___ Exercise inputs ___

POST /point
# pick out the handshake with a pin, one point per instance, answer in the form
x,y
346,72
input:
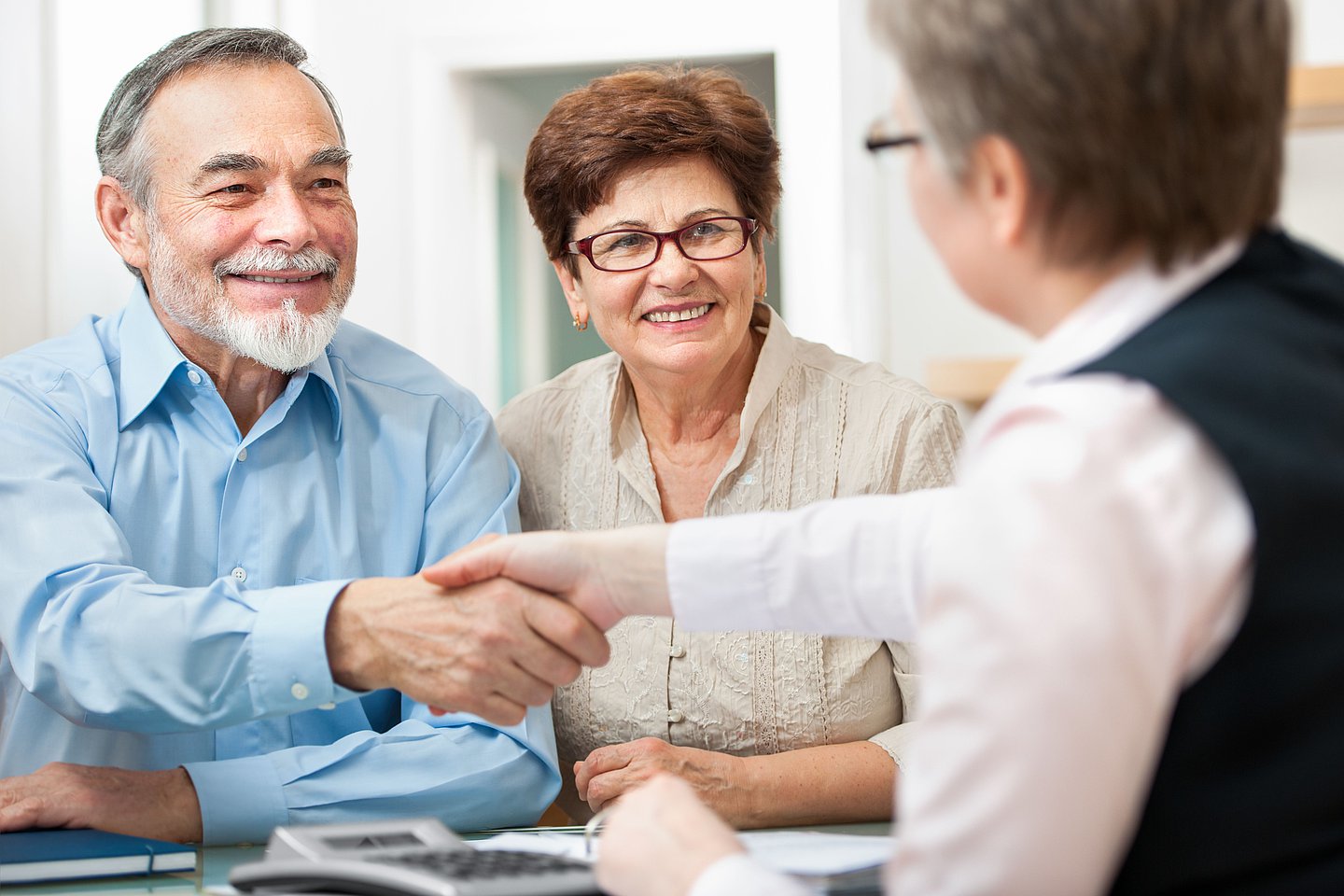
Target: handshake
x,y
497,626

___

- [Written task]
Can you switch "handshake" to "high five" throughout the data above and give back the lines with everything else unchanged, leaving out the pictures?

- [Task output]
POST /point
# pick out the high five with a pin, one point per instance, answer in the form
x,y
346,72
input:
Target: high five
x,y
497,626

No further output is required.